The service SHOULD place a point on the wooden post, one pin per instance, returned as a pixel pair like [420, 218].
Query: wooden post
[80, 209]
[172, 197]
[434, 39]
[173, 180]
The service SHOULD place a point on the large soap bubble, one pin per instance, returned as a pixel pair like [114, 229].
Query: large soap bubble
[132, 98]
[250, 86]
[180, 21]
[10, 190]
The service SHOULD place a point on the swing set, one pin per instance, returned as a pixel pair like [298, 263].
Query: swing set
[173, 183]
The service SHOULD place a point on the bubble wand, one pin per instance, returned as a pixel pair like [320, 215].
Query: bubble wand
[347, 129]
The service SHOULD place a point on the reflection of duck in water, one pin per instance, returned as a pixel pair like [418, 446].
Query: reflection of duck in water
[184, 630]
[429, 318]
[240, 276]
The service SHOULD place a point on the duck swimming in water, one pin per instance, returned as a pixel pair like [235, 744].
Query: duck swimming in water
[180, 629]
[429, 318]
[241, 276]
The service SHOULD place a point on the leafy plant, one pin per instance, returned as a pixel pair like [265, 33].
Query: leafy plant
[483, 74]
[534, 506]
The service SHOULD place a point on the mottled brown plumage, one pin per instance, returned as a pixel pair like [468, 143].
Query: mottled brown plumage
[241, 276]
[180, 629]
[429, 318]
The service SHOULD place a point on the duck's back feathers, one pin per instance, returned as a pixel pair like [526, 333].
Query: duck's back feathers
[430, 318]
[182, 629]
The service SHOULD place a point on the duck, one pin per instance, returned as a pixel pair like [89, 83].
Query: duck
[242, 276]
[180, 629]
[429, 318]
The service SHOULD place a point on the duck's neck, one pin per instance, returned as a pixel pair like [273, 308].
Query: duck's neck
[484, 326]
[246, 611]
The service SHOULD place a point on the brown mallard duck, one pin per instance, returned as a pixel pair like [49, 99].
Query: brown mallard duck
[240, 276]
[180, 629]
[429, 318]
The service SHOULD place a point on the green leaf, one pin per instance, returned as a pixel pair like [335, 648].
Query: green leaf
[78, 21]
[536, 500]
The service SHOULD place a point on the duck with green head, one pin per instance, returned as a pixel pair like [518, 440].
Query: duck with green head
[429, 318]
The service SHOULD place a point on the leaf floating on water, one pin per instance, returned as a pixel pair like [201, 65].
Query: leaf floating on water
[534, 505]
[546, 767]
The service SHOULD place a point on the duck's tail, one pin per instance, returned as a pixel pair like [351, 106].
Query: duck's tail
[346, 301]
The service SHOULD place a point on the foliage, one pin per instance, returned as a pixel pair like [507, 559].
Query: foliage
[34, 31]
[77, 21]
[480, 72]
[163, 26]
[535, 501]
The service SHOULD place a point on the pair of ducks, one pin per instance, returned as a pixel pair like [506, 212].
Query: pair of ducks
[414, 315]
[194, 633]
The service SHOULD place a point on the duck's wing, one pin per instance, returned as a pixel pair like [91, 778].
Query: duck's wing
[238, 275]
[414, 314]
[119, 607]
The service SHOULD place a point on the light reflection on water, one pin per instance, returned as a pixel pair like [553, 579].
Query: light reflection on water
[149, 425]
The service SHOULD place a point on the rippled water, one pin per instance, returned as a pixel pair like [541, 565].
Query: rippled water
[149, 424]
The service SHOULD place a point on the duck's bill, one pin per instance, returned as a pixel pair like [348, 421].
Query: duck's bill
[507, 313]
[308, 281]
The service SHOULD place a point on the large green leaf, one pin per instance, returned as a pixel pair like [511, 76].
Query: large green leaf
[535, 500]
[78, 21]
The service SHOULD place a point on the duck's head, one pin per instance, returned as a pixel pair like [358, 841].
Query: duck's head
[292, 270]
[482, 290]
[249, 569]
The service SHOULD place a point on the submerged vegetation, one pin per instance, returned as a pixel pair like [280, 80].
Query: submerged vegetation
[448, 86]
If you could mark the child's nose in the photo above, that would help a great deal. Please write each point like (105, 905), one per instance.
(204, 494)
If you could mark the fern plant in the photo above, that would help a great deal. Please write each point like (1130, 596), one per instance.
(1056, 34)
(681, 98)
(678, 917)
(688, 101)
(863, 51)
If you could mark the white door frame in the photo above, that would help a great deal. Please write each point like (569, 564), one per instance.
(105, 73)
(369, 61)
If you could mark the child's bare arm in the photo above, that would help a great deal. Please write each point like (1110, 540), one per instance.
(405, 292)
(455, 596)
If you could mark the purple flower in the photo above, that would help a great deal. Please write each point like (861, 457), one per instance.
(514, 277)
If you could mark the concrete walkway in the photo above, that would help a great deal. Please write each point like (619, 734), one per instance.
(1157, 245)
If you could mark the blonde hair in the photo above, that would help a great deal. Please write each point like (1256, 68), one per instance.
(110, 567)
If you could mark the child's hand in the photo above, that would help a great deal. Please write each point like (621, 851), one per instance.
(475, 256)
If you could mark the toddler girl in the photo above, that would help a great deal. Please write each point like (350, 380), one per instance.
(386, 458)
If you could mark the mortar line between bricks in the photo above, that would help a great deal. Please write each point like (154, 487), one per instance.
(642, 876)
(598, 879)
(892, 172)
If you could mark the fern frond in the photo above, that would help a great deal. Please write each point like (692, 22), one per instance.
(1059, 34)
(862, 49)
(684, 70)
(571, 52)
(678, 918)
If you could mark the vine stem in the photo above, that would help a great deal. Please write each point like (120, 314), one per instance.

....................

◆ Activity
Copy out each line of the material above, word for word, from the first down to the line containing "The service SHOULD place a point on the duck, one". Add nothing.

◆ Response below
The service SHOULD place a point on the wooden post, one pin per instance, returned as a pixel pair like [420, 218].
Query: wooden post
[80, 209]
[172, 197]
[434, 39]
[173, 180]
The service SHOULD place a point on the large soap bubble, one pin per instance, returned as a pixel pair like [114, 229].
Query: large soap bubble
[132, 98]
[250, 86]
[180, 21]
[10, 190]
The service SHOULD place a point on the swing set, one pin per instance, returned as a pixel pair like [298, 263].
Query: swing set
[173, 183]
The service SHOULD place a point on the bubble wand, one pin per instance, returned as a pixel pair like [320, 215].
Query: bubble wand
[347, 129]
The service SHOULD place a point on the reflection of duck in water, one pin per instance, returned as a pixel pair like [418, 446].
Query: reflection of duck in water
[184, 630]
[429, 318]
[240, 276]
The service SHOULD place a point on the duck swimming in water, one pin per instance, returned as a pixel pair like [235, 744].
Query: duck swimming in water
[180, 629]
[429, 318]
[241, 276]
The service SHOULD place a point on the leafy plant, one pin per instance, returned as a pixel pair like [265, 33].
Query: leafy plant
[483, 74]
[534, 506]
The service SHOULD place a point on the mottled brown plumage, one pin per instance, returned as a pixel pair like [468, 143].
Query: mottled brown plumage
[241, 276]
[180, 629]
[429, 318]
The service SHOULD place a point on the duck's back feathers, one pin per instance, returned as a pixel pair like [526, 333].
Query: duck's back feathers
[430, 318]
[182, 629]
The service SHOULD place a point on the duck, one pin per instance, returned as a pixel pair like [89, 83].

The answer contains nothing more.